Task brief: Show every line of the listing below that contains the word "dark", copying each such line in full. Case counts.

Data supplied:
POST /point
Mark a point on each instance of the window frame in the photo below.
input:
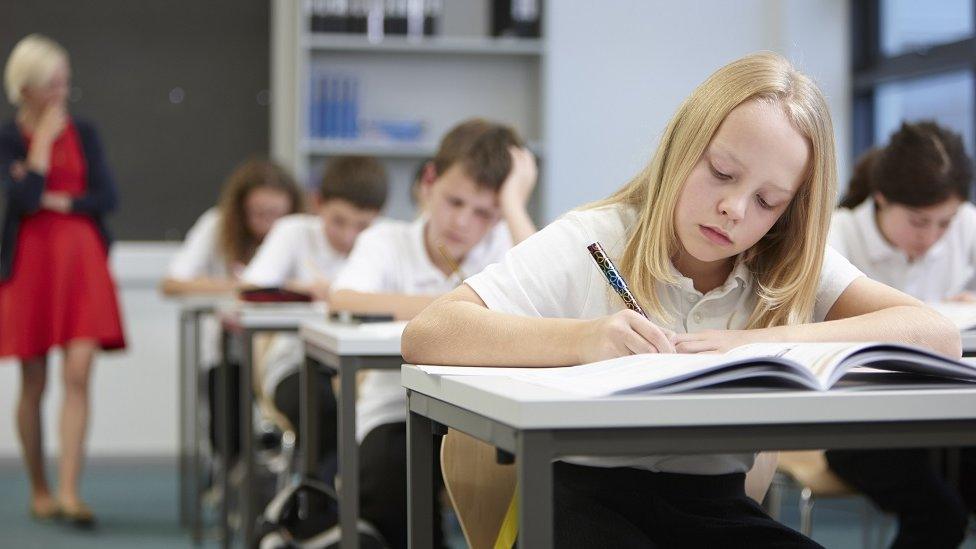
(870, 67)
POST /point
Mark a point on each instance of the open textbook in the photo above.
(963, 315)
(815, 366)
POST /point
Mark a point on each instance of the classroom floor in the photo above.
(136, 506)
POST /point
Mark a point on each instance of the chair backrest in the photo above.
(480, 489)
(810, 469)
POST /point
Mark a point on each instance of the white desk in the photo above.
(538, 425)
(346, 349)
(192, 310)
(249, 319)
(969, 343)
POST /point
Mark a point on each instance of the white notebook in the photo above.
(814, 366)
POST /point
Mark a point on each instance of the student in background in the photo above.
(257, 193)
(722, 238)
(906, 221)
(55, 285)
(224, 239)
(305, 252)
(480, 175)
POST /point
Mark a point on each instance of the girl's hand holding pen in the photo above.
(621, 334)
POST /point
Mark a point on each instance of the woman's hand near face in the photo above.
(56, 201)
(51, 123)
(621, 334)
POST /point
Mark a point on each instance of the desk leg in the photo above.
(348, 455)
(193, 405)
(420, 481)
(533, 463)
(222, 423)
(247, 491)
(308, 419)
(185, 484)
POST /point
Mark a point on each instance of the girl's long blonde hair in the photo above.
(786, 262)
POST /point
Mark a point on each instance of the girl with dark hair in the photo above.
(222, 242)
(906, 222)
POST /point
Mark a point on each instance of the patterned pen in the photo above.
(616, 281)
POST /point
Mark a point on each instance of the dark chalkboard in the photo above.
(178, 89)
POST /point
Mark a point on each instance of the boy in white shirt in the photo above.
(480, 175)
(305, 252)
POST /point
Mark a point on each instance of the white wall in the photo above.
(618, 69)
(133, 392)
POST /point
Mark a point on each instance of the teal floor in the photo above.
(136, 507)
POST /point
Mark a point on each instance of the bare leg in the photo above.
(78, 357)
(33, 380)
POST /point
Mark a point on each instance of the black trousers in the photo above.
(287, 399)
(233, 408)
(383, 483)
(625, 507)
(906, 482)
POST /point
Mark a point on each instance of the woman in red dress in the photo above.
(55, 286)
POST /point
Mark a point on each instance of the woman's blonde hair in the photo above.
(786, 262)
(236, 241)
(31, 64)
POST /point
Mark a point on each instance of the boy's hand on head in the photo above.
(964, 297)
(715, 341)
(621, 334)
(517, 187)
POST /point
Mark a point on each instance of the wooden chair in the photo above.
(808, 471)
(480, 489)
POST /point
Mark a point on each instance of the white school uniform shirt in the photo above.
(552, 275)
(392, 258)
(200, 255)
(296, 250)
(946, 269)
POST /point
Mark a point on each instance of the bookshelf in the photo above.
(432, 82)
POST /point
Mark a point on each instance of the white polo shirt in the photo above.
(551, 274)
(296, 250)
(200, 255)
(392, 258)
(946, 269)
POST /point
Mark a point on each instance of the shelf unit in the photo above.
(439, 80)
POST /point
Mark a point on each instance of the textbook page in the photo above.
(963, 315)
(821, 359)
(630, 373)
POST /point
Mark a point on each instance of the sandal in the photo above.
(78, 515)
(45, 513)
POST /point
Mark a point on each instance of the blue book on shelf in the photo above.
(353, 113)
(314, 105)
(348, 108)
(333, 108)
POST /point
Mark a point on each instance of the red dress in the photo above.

Answer to this task:
Mark a point on each instance of the girl with dark hair in the photo above.
Mark a point on each instance of the dark chalkboard in the photo above.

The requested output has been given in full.